* **Task item**: For the records below, say how many lines contain the string "doorway". Give the number only.

* **Dataset entries**:
━━━━━━
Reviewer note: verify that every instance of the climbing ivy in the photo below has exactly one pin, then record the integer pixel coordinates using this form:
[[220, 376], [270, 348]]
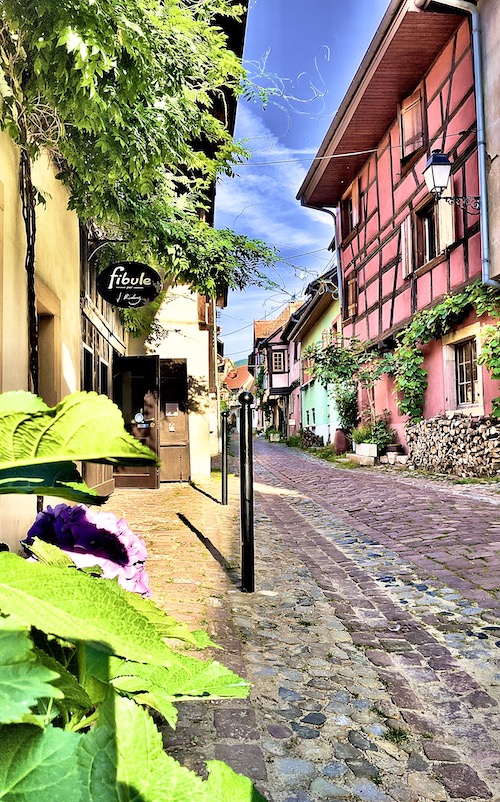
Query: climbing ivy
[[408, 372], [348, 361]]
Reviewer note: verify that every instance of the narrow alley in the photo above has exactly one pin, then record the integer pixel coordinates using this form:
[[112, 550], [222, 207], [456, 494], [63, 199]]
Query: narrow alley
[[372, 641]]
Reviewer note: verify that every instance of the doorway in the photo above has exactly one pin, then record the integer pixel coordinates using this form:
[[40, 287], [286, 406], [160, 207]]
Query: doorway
━━━━━━
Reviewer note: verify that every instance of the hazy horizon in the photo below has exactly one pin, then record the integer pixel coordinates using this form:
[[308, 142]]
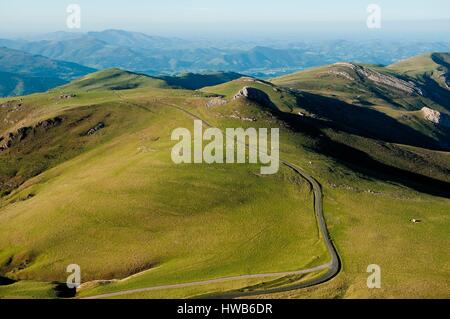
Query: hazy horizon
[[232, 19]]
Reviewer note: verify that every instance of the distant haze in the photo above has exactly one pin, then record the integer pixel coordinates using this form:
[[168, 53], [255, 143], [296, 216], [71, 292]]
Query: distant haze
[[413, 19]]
━━━━━━
* **Solution below**: 2